**TASK TO CARRY OUT:** Write out the entries below in full, exactly as given.

**PROVIDED MATERIAL:**
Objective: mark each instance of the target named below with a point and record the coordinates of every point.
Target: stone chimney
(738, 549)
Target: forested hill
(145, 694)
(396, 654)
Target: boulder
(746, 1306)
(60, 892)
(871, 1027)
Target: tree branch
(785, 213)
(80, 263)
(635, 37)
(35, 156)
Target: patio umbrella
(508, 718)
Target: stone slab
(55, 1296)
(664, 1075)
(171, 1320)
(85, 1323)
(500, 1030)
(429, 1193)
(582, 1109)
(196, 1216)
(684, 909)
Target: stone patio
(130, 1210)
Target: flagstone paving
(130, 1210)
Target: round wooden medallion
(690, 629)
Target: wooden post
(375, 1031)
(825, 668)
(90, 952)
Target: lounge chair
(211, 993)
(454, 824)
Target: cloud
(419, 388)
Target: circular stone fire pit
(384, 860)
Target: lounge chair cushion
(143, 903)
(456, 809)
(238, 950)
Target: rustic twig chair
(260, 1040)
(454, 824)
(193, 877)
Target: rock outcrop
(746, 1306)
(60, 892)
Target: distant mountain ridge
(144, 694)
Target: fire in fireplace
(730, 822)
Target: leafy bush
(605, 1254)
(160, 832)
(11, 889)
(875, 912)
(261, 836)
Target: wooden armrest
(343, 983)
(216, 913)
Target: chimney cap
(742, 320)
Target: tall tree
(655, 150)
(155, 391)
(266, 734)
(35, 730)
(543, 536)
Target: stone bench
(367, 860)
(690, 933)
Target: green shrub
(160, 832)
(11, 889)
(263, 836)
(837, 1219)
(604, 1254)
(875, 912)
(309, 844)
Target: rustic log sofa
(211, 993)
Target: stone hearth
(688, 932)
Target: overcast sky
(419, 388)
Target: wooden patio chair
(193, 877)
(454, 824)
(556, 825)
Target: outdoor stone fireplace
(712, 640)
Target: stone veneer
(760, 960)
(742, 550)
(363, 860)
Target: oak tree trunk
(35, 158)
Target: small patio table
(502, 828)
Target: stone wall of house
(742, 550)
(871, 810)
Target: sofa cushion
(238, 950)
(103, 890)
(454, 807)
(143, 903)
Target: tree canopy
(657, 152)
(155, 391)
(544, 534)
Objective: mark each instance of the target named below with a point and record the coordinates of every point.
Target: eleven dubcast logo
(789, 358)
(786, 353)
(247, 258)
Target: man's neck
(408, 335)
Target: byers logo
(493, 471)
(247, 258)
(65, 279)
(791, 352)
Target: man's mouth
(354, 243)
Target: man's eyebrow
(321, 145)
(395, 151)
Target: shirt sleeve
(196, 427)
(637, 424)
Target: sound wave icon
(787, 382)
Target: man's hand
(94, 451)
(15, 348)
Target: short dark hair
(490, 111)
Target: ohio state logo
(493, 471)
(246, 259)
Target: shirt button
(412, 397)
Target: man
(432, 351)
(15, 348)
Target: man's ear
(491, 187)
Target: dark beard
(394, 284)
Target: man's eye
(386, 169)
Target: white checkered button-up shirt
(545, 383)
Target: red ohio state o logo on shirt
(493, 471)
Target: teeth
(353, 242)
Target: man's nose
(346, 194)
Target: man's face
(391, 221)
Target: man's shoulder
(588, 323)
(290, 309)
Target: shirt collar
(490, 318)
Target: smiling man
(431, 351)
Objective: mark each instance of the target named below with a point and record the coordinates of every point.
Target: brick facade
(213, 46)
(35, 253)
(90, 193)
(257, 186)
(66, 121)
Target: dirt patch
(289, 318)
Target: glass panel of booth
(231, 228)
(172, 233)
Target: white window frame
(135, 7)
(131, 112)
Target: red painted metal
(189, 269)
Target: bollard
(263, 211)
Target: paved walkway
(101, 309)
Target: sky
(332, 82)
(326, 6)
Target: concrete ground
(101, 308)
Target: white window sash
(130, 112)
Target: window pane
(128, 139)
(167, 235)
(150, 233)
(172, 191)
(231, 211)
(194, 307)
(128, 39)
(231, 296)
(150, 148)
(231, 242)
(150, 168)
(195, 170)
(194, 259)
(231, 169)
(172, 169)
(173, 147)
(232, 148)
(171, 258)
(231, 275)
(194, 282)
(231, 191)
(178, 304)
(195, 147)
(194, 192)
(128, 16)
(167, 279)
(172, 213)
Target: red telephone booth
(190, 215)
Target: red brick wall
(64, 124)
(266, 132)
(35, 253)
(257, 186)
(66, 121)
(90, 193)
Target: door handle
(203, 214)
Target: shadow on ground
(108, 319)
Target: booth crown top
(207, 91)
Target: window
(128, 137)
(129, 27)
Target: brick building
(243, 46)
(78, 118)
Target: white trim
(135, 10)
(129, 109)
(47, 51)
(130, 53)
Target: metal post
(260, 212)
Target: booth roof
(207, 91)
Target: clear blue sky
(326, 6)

**RESPONSE TO THIS TASK:**
Objective: mark each instance of the target named below with a point and record the coordinates of every point.
Target: stone chimney
(738, 549)
Target: forested hill
(145, 694)
(396, 654)
Target: boulder
(746, 1306)
(60, 892)
(871, 1027)
Target: tree branch
(785, 213)
(80, 263)
(635, 37)
(35, 156)
Target: patio umbrella
(508, 718)
Target: stone slab
(55, 1296)
(664, 1075)
(171, 1320)
(85, 1323)
(500, 1030)
(429, 1193)
(582, 1109)
(196, 1216)
(684, 909)
Target: stone patio
(130, 1210)
Target: flagstone paving
(130, 1210)
Target: round wooden medallion
(690, 629)
Target: wooden post
(375, 1031)
(825, 668)
(90, 952)
Target: lounge chair
(211, 993)
(454, 824)
Target: cloud
(419, 388)
Target: circular stone fire pit
(384, 860)
Target: lounge chair cushion
(143, 903)
(456, 809)
(238, 950)
Target: rustic twig chair
(260, 1040)
(454, 824)
(193, 877)
Target: rock outcrop
(746, 1306)
(60, 892)
Target: distant mountain ridge
(144, 694)
Target: fire in fireplace
(730, 822)
Target: leafy bush
(605, 1254)
(160, 832)
(11, 889)
(875, 912)
(261, 836)
Target: wooden armrest
(343, 983)
(216, 913)
Target: chimney cap
(742, 320)
Target: tall tree
(655, 150)
(155, 391)
(266, 734)
(35, 730)
(543, 536)
Target: stone bench
(367, 860)
(690, 933)
Target: green shrub
(160, 832)
(11, 889)
(263, 836)
(837, 1219)
(604, 1254)
(875, 912)
(309, 844)
Target: rustic log sofa
(211, 993)
Target: stone hearth
(688, 932)
Target: overcast sky
(419, 388)
Target: wooden patio chair
(193, 877)
(454, 824)
(556, 825)
Target: outdoor stone fireplace
(712, 640)
Target: stone veneer
(760, 960)
(742, 550)
(363, 860)
Target: oak tree trunk
(35, 158)
Target: small patio table
(502, 828)
Target: stone wall of house
(742, 550)
(871, 810)
Target: sofa cushion
(238, 950)
(103, 890)
(454, 807)
(143, 903)
Target: tree canopy
(657, 152)
(155, 391)
(544, 534)
Objective: mark each instance of the target named below with a point and record the coordinates of every point.
Target: eleven dubcast logo
(789, 358)
(786, 353)
(247, 258)
Target: man's neck
(408, 335)
Target: byers logo
(493, 471)
(247, 258)
(65, 279)
(791, 352)
Target: man's mouth
(354, 243)
Target: man's eyebrow
(321, 145)
(395, 151)
Target: shirt sleeve
(196, 427)
(637, 424)
Target: sound wave icon
(787, 382)
Target: man's hand
(94, 451)
(15, 348)
Target: short dark hair
(490, 111)
Target: ohio state logo
(493, 471)
(246, 259)
Target: shirt button
(412, 397)
Target: man
(432, 351)
(15, 348)
Target: man's ear
(491, 187)
Target: dark beard
(394, 284)
Target: man's eye
(386, 169)
Target: white checkered button-up shirt
(545, 383)
Target: red ohio state o logo on shirt
(493, 471)
Target: teeth
(353, 242)
Target: man's nose
(346, 194)
Target: man's face
(391, 221)
Target: man's shoulder
(588, 323)
(290, 309)
Target: shirt collar
(490, 318)
Target: smiling man
(431, 351)
Objective: mark each instance of the target named below with a point and record the coordinates of every point.
Target: brick facade
(213, 46)
(35, 253)
(90, 193)
(257, 186)
(66, 121)
Target: dirt patch
(289, 318)
Target: glass panel of booth
(231, 228)
(172, 233)
Target: white window frame
(135, 7)
(131, 112)
Target: red painted metal
(189, 269)
Target: bollard
(263, 211)
Target: paved walkway
(101, 309)
Target: sky
(332, 82)
(326, 6)
Target: concrete ground
(101, 308)
Target: white window sash
(130, 112)
Target: window pane
(128, 139)
(167, 235)
(150, 233)
(172, 191)
(231, 211)
(194, 307)
(128, 39)
(231, 296)
(150, 148)
(231, 242)
(150, 168)
(195, 170)
(194, 259)
(231, 169)
(172, 169)
(173, 147)
(232, 148)
(171, 258)
(231, 275)
(194, 282)
(231, 191)
(178, 304)
(195, 147)
(194, 192)
(128, 16)
(167, 279)
(172, 213)
Target: red telephone booth
(190, 215)
Target: red brick wall
(64, 124)
(266, 132)
(35, 253)
(257, 186)
(66, 121)
(90, 193)
Target: door handle
(203, 214)
Target: shadow on ground
(108, 319)
Target: booth crown top
(207, 91)
Target: window
(128, 137)
(129, 27)
Target: brick building
(243, 46)
(78, 118)
Target: white trim
(135, 10)
(129, 109)
(47, 51)
(130, 53)
Target: metal post
(260, 212)
Target: booth roof
(207, 91)
Target: clear blue sky
(326, 6)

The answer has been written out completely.